#### Pointing data excerpts
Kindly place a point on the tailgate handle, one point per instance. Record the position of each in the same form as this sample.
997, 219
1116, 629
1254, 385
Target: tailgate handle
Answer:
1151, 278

#### Set exercise
Rewrite the data above, replacing every occurrence of "tailgate handle" with "rear door handle" and leaving all other text unchanged.

#### Worked solution
Kindly place a point on the rear door handle, one point per instance. Record the position of each in the same form as this sample.
997, 219
1116, 629
1254, 385
Target: rear door handle
Answer:
1151, 278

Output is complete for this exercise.